Atomic reactors cause climate chaos. Some 415 reactors directly heat our air and water in concert with mega-explosions like Chernobyl and Fukushima. All pour radioactive carbon 14 into a lethal brew of filth and wastes.
Despite the latest round of “Nuclear Renaissance” hype, the US lacks the industrial capacity to produce impactful new reactors—large or small— before 2030, if then.
The void comes when we most desperately need to reduce carbon emissions. The mega-grift for unproven new nukes cripples the vital transition to renewables, multiplying the planet-killing impacts of fossil fuels…and of decrepit old reactors whose average age is now over 40.
The original fantasy that the “Peaceful Atom” would be “too cheap to meter” came from Atomic Energy Commission Chair Lewis Strauss, played by Robert Downey, Jr., in “Oppenheimer.”
Harry Truman’s 1952 Paley Commission Report on the future of energy had predicted an epic boom in renewables, including 15,000,000 solar heated US homes by 1975.
But in December, 1953, President Eisenhower—in a remarkably war-like speech—told the United Nations that “Atoms for Peace” would limitlessly power the planet.
On September 6, 1954, the Navy and Westinghouse began building the first US commercial reactor, which opened at Shippingport, Pennsylvania, on May 26, 1958.

Data extract:

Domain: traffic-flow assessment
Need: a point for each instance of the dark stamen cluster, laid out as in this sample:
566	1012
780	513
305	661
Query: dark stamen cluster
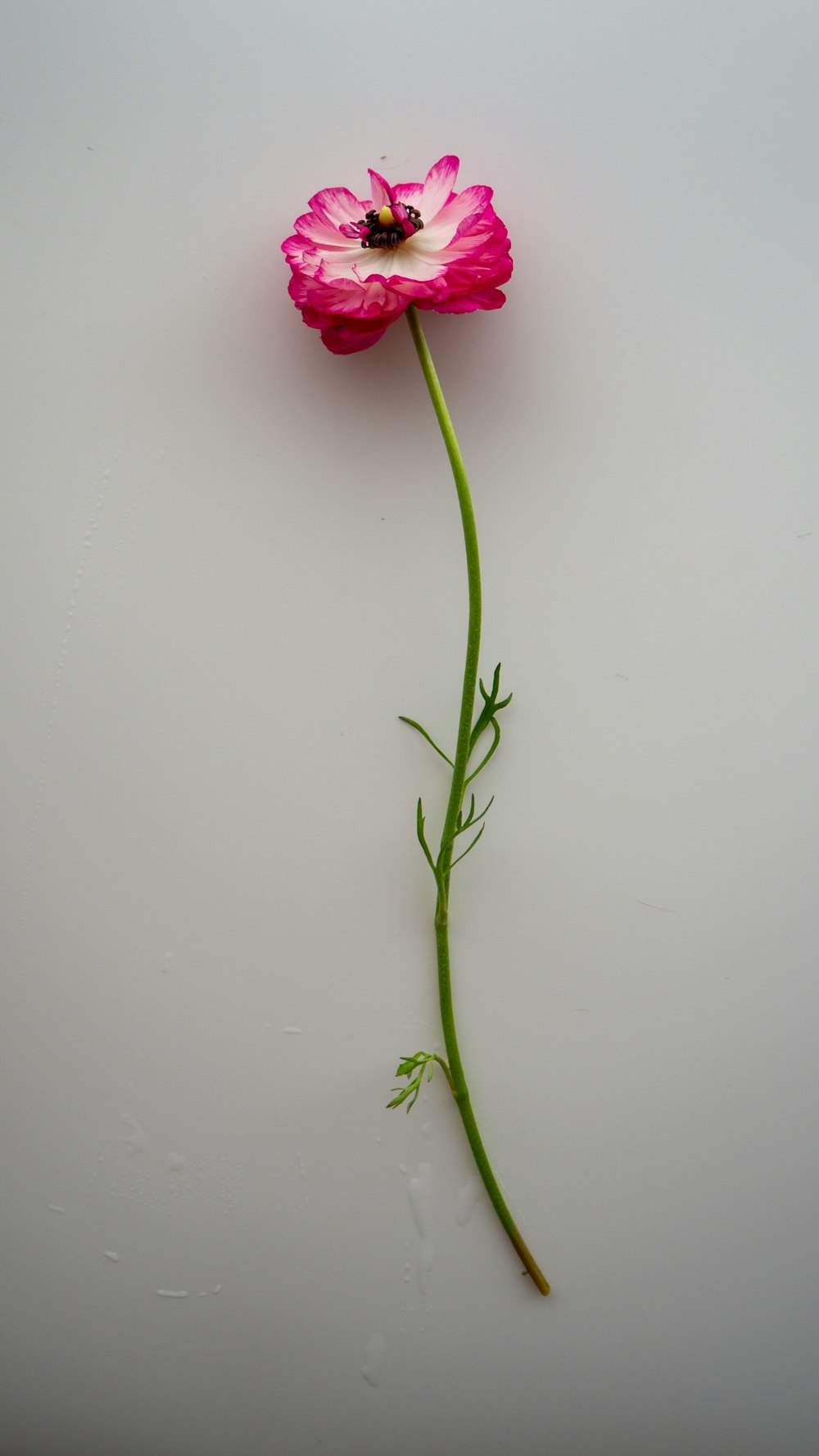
379	236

Things to do:
(a) Print the passage on nuclear reactors word for word, starting with "Despite the latest" and going on through "homes by 1975.".
(b) Carry on the passage on nuclear reactors from its final sentence, keeping its voice and subject.

Per-task outputs:
(a)
Despite the latest round of “Nuclear Renaissance” hype, the US lacks the industrial capacity to produce impactful new reactors—large or small— before 2030, if then.
The void comes when we most desperately need to reduce carbon emissions. The mega-grift for unproven new nukes cripples the vital transition to renewables, multiplying the planet-killing impacts of fossil fuels…and of decrepit old reactors whose average age is now over 40.
The original fantasy that the “Peaceful Atom” would be “too cheap to meter” came from Atomic Energy Commission Chair Lewis Strauss, played by Robert Downey, Jr., in “Oppenheimer.”
Harry Truman’s 1952 Paley Commission Report on the future of energy had predicted an epic boom in renewables, including 15,000,000 solar heated US homes by 1975.

(b)
In 1974 Richard Nixon promised a thousand US reactors by the year 2000. There were in fact 104. With Vogtle 4’s opening, there are now 94—and none on order or under construction.
Atomic power has become what Forbes Magazine called in 1985 “the largest managerial disaster in business history, a disaster on a monumental scale.”
A 2014 study of 180 nukes worldwide said 175 of them cost 117% more than promised, while going 64% beyond schedule.
Despite the early hype, the Peaceful Atom’s financial catastrophes are too frequent to count, and with price tags too huge to compile, including…
X the 1966 “We Almost Lost Detroit” accident at Michigan’s Fermi I, costing at least $100 million;
X the 1979 Meltdown at Three Mile Island, which—aside from killing innumerable downwinders—converted a $900 million asset to a $2 billion liability;
X the 1983 Washington Public Power System’s $2 billion pubic bond default, the first of its kind, killing four reactors then under construction;
X Sacramento’s 1989 landslide vote to shut the municipal utility’s money-losing Rancho Seco reactor, where surrounding solar panels (unlike the dead nuke) still produce juice;
X the Public Service of New Hampshire’s 1988 dump of Seabrook Unit Two, fueling the first investor-owned utility bankruptcy since the Great Depression;
X the 1998 failure of New York’s never-to-operate $7 billion Shoreham, which shattered the Long Island Lighting Company;
X the 2017 collapse of South Carolina’s VC Summer, whose $9 billion dead loss joined Vogtle’s $20 billion cost overrun to bankrupt Westinghouse;
X NuScale’s 2023 SMR collapse in Idaho, fusing into financial failure the industry’s ever-escalating crises in safety, seismic instability, un-insurabililty, heat and radiation emissions, terrorism, war.
Massive explosions at Russia’s Kyshtym and New Mexico’s Waste Isolation Pilot Project underscore the industry’s unsolved waste management problem. So does radioactive devastation at California’s Santa Susanna and the Hanford Nuclear Reservation in Washington State.
After seven decades of experience, massive 21st century catastrophes continue in the US, Finland, France, England.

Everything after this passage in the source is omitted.